BEGIN Input records
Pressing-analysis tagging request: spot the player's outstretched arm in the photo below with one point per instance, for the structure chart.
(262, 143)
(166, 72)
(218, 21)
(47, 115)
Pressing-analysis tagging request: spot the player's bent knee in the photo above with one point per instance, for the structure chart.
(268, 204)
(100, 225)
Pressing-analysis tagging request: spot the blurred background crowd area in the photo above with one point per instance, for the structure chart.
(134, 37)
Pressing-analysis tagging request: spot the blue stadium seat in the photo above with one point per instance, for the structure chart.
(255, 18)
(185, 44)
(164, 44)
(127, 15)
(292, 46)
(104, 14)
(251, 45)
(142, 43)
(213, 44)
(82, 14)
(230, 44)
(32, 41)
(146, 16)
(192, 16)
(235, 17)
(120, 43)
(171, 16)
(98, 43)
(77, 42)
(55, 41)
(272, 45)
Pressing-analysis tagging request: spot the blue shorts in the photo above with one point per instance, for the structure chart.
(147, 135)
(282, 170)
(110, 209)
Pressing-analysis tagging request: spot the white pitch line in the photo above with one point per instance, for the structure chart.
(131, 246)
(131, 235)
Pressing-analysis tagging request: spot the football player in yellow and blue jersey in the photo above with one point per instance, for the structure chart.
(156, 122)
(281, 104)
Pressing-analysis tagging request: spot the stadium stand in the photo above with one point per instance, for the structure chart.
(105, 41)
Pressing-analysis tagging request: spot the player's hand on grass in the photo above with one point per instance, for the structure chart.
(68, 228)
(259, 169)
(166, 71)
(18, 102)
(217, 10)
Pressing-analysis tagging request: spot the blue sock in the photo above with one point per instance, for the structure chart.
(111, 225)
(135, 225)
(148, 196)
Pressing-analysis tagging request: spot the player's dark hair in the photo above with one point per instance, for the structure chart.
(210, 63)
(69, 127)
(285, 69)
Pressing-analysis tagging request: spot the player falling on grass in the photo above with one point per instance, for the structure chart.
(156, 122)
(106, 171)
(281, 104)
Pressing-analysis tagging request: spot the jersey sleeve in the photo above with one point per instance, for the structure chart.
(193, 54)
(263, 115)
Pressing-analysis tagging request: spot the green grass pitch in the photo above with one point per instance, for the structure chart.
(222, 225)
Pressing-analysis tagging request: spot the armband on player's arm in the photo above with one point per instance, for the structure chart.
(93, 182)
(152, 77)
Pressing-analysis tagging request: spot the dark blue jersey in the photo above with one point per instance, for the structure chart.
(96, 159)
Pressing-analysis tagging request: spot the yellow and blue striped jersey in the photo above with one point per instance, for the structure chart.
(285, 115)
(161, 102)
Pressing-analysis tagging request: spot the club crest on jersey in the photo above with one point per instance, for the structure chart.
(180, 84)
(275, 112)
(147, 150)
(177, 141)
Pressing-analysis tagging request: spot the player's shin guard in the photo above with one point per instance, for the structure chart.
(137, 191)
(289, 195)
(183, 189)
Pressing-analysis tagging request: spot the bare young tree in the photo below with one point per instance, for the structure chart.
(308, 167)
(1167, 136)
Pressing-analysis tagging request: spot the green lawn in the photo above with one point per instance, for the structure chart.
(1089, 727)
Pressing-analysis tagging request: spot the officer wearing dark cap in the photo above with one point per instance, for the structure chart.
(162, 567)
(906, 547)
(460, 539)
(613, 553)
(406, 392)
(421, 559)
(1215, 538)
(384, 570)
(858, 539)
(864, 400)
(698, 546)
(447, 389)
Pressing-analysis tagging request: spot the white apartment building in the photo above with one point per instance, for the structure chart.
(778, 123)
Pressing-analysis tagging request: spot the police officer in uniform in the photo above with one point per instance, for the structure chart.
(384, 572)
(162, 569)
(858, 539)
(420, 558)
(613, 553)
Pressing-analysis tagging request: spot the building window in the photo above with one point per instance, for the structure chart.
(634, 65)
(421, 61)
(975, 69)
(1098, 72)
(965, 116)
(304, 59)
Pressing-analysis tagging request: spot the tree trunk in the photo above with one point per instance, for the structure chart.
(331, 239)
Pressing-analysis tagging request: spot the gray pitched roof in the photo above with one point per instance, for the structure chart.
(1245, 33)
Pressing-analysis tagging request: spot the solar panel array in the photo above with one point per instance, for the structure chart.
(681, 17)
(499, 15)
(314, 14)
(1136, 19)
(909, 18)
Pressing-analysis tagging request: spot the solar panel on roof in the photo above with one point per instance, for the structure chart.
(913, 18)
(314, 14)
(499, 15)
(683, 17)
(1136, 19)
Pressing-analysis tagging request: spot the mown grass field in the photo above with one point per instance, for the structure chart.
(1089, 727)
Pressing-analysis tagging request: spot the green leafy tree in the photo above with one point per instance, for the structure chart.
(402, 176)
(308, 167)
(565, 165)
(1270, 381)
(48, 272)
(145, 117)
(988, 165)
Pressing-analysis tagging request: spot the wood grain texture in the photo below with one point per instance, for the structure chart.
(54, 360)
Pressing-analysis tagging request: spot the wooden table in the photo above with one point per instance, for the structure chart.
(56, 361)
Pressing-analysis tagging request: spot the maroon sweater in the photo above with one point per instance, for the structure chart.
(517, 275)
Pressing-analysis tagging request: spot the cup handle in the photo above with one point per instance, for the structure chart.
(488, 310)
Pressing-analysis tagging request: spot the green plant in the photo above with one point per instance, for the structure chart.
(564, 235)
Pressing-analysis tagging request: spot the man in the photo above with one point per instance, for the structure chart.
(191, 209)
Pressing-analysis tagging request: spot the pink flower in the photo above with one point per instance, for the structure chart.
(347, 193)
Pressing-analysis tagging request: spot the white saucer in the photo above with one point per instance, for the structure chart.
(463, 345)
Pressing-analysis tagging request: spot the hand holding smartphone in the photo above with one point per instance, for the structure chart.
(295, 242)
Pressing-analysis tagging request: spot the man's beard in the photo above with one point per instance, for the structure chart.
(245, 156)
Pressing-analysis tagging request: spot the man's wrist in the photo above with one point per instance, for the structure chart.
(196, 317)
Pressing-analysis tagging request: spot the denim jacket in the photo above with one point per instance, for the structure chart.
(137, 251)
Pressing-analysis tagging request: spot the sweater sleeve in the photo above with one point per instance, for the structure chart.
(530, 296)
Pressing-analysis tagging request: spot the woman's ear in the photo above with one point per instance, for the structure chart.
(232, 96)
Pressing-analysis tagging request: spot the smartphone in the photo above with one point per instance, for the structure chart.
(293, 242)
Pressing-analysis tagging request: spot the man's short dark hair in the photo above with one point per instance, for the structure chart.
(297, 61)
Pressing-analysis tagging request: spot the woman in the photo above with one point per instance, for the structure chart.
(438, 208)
END Input records
Please output the line that contains "Pressing-analysis tagging request: spot the woman in" and every line after it in the entries above, exactly, and nothing more.

Pressing-analysis tagging request: spot the woman in the photo above with one point per instance, for the structure chart.
(438, 208)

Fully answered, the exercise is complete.